Gib das nachstehende Material vollständig als nummerierte Liste wieder, ohne Leerzeilen.

◆ ◆ ◆

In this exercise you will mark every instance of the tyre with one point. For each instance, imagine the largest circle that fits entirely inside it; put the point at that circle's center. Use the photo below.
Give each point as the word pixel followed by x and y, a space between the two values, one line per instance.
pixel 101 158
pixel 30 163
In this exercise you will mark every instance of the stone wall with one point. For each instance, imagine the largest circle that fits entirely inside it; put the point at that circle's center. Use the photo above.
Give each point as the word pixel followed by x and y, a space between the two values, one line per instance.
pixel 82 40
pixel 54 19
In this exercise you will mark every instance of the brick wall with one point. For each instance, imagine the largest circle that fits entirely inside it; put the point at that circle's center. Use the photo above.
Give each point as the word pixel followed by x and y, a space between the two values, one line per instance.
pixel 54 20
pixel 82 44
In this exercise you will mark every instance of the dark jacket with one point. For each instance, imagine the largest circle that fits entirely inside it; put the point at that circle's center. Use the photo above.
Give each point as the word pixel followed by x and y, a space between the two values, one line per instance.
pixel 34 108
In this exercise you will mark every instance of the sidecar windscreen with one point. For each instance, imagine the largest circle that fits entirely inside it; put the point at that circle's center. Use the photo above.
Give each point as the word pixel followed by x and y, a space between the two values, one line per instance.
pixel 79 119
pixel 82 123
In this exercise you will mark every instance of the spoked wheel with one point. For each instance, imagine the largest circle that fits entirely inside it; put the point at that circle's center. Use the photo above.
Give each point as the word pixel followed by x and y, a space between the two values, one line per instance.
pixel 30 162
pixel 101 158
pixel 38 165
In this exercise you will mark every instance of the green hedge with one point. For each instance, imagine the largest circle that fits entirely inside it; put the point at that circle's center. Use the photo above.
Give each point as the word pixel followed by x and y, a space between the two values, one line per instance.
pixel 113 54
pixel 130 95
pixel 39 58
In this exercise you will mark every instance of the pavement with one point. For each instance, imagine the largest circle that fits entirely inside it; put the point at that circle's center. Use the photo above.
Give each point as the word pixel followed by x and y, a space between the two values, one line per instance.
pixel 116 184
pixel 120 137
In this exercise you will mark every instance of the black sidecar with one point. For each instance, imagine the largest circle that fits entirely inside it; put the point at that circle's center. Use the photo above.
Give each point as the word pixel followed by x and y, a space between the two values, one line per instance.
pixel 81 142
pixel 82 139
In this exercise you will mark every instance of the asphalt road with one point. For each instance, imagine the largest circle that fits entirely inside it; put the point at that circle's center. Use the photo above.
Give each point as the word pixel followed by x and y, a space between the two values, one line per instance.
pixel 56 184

◆ ◆ ◆

> _AUFGABENLÖSUNG_
1. In this exercise you will mark every instance of the tyre with one point. For each instance, imagine the largest circle that fits entirely inside it; put the point at that circle's center. Use the photo below.
2. Give each point as the word pixel followed by x and y, a space between the two values, one line per instance.
3. pixel 101 158
4. pixel 30 163
5. In this exercise you will mark every instance of the stone wall with one point. For each instance, imagine the largest circle that fits entirely inside it; put the point at that circle's center. Use the photo above.
6. Give each point as the word pixel followed by x and y, a space between the two values, one line per instance.
7. pixel 82 40
8. pixel 54 19
9. In this exercise you will mark every instance of the brick wall with one point. For each instance, imagine the largest circle that fits entirely inside it; put the point at that circle's center. Use the photo above.
10. Give each point as the word pixel followed by x and y, a space between the two values, one line per instance.
11. pixel 54 20
12. pixel 82 44
13. In this exercise you will mark every instance of the dark jacket with one point. For each instance, imagine the largest circle that fits entirely inside it; put the point at that circle's center. Use the photo above.
14. Give each point as the word pixel followed by x and y, a space between the two values, one line per instance.
15. pixel 34 108
16. In this exercise you will mark every instance of the sidecar windscreen with one point. For each instance, imagine the largest circle that fits entirely inside it; put the point at that circle's center. Use the photo above.
17. Give each point as the word pixel followed by x and y, a space between the two values, one line per instance.
18. pixel 79 119
19. pixel 82 123
20. In this exercise you will mark every instance of the spoked wheel with one point. For each instance, imagine the largest circle that fits entirely inside it; put the point at that circle's center. Use the photo above.
21. Give each point as the word pixel followed by x and y, a space between the two values, one line per instance.
22. pixel 30 162
23. pixel 101 158
24. pixel 38 165
25. In this exercise you will mark every instance of the green hedge with one point. For each instance, imagine the largest circle that fits entirely inside it; put the point at that circle's center. Use the photo above.
26. Give each point as the word pixel followed by x and y, a space between the two values, one line per instance.
27. pixel 113 54
28. pixel 130 95
29. pixel 39 58
30. In this exercise you will mark every instance of the pavement with one point. For each instance, imagine the largest circle that fits entirely inside it; put the point at that circle's center. Use the photo above.
31. Give each point as the word pixel followed by x and y, a space between the two values, one line per instance.
32. pixel 116 184
33. pixel 120 137
34. In this exercise you will mark every instance of the black sidecar with one point. For each instance, imagine the largest circle that fits entirely inside it; put the point at that circle's center. Use the photo above.
35. Give each point as the word pixel followed by x and y, a space between the two values, one line per instance.
36. pixel 81 142
37. pixel 82 139
38. In this exercise you will mark every instance of the asphalt road with one point. For each instance, imagine the largest circle that fits entirely inside it; put the point at that circle's center. Use the photo above.
39. Give each point as the word pixel followed by x and y, a space between the two values, one line per instance.
40. pixel 56 184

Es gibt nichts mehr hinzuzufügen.